*Problem to work on:*
In the abstract on ceramides in mice, which two enzymes were consistently elevated in the lungs after cigarette smoke exposure?
------ Selected text ------
Ceramide ratios are affected by cigarette smoke but not heat-not-burn or e-vapor aerosols across four independent mouse studies


Authored by  O Lavrynenko, B Titz, S Dijon, D Dos Santos , C Nury, T Schneider, E Guedj, J Szostak, A Kondylis, B Phillips, K Ekroos*, F Martin, M Peitsch, J Hoeng, NV Ivanov

Published in Life Sciences     
* This author is not affiliated with PMI.

Abstract

Aims
Smoking is an important risk factor for the development of chronic obstructive pulmonary disease and cardiovascular diseases. This study aimed to further elucidate the role of ceramides, as a key lipid class dysregulated in disease states.

Main methods
In this article we developed and validated LC–MS/MS method for ceramides (Cer(d18:1/16:0), Cer(d18:1/18:0), Cer(d18:1/24:0) and Cer(d18:1/24:1(15Z)) for the absolute quantification. We deployed it together with proteomics and transcriptomic analysis to assess the effects of cigarette smoke (CS) from the reference cigarette as well as aerosols from heat-not-burn (HnB) tobacco and e-vapor products in apolipoprotein E-deficient (ApoE−/−) mice over several time points.

Key findings
In the lungs, CS exposure substantially elevated the ratios of Cer(d18:1/24:0) and Cer(d18:1/24:1) to Cer(d18:1/18:0) in two independent ApoE−/− mouse inhalation studies. Data from previous studies, in both ApoE−/− and wild-type mice, further confirmed the reproducibility of this finding. Elevation of these ceramide ratios was also observed in plasma/serum, the liver, and—for the Cer(d18:1/24:1(15Z)) to Cer(d18:1/18:0) ratio—the abdominal aorta. Also, the levels of acid ceramidase (Asah1) and glucocerebrosidase (Gba)—lysosomal enzymes involved in the hydrolysis of glucosylceramides—were consistently elevated in the lungs after CS exposure. In contrast, exposure to HnB tobacco product and e-vapor aerosols did not induce significant changes in the ceramide profiles or associated enzymes.

Significance
Our work in mice contributes to the accumulating evidence on the importance of ceramide ratios as biologically relevant markers for respiratory disorders, adding to their already demonstrated role in cardiovascular disease risk assessment in humans.
------ Information shown ------
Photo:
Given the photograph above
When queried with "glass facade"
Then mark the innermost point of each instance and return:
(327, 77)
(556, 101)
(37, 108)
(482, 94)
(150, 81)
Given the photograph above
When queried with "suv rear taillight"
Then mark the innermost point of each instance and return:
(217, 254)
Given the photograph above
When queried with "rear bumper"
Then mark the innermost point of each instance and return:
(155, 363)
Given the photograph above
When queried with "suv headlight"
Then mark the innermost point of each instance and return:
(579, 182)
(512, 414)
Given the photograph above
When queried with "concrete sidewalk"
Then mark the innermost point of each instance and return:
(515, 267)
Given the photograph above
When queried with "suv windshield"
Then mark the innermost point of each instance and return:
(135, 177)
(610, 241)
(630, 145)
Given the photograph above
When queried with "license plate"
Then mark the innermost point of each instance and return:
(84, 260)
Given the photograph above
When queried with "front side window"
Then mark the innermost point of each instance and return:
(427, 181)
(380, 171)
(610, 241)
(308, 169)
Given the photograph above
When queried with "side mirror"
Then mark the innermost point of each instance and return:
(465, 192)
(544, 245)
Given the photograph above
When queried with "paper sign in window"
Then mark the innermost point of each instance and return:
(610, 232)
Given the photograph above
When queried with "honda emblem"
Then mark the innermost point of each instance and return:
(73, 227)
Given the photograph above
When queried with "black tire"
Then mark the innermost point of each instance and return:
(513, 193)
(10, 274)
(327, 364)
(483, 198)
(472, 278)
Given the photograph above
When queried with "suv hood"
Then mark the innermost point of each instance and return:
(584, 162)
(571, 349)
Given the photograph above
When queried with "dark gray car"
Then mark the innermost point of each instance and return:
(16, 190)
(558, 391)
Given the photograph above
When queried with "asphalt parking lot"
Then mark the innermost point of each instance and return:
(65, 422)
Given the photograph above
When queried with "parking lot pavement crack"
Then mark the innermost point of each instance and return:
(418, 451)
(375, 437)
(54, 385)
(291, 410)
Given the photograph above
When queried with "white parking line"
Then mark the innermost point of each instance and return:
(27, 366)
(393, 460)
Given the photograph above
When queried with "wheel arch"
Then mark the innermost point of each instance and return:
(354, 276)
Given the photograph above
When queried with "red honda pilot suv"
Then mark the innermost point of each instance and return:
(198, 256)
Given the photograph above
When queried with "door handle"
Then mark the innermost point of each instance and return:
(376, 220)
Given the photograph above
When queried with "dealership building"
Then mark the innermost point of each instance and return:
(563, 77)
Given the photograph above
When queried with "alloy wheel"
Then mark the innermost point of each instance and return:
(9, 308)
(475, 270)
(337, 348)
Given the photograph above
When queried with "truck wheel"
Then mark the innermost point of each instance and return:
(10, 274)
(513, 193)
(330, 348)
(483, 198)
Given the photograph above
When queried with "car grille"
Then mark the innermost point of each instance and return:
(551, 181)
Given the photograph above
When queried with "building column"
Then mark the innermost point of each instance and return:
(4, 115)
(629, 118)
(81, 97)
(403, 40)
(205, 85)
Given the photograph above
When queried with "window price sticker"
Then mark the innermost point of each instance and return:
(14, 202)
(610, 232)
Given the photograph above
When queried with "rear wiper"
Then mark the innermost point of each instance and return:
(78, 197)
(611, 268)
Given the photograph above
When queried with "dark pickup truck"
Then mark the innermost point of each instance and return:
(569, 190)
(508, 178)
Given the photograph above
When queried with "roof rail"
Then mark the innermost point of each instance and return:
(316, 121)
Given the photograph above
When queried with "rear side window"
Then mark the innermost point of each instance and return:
------
*Solution for this problem:*
Acid ceramidase (Asah1) and glucocerebrosidase (Gba).